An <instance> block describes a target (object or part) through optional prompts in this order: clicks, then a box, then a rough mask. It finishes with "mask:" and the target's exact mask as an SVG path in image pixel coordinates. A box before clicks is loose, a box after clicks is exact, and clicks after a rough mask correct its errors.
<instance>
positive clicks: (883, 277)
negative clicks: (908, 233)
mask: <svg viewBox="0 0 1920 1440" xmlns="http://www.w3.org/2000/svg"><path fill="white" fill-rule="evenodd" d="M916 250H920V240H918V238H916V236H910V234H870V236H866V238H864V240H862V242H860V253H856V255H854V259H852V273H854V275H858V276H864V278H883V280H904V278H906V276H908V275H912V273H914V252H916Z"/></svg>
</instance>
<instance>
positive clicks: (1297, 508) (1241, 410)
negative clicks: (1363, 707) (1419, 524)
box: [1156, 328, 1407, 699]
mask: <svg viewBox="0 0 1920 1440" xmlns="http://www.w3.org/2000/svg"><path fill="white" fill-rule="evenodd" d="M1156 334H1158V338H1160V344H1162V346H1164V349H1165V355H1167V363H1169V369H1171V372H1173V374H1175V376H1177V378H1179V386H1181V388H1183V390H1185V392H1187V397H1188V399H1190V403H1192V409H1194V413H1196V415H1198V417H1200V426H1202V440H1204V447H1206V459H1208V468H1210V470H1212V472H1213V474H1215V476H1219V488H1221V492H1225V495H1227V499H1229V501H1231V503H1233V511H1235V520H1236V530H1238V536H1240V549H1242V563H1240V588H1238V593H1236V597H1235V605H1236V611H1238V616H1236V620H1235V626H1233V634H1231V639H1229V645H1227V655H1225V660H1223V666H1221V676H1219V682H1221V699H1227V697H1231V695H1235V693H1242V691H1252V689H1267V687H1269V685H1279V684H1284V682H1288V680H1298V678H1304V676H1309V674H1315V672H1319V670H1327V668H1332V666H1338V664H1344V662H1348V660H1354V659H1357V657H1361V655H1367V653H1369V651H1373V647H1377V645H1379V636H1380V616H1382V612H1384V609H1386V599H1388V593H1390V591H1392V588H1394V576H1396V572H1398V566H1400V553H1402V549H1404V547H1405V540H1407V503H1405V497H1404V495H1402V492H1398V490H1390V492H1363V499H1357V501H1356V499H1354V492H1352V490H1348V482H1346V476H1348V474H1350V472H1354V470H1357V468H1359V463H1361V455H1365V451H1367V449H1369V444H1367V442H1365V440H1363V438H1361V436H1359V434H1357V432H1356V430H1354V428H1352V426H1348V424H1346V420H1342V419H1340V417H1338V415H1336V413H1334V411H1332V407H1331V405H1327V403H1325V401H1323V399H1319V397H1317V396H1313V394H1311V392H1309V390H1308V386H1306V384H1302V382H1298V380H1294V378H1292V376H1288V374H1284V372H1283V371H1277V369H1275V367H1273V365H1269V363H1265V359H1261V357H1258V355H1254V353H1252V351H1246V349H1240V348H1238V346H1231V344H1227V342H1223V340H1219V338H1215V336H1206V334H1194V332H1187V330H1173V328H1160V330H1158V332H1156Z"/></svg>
■ ■ ■
Each line in which the string "instance" is found must be copied from the data.

Task answer →
An <instance> block describes a target (object or part) through optional prompts in this order: clicks, then a box, then a rough mask. It finishes with "mask:" and the target's exact mask as an SVG path in image pixel coordinates. A box before clicks is loose, a box after clicks is exact, and clicks after a rough mask correct its errors.
<instance>
</instance>
<instance>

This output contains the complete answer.